-- start --

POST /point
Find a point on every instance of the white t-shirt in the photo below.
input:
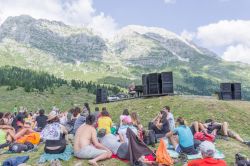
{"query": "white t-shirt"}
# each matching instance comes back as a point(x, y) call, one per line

-- end --

■ Written problem:
Reproduce the lines above word for word, omitting the picture.

■ Expected output:
POST /point
Find a point on every instance of the white t-shirt in the photo below.
input:
{"query": "white t-shirt"}
# each matching instance comes back as a point(x, y) call, one per line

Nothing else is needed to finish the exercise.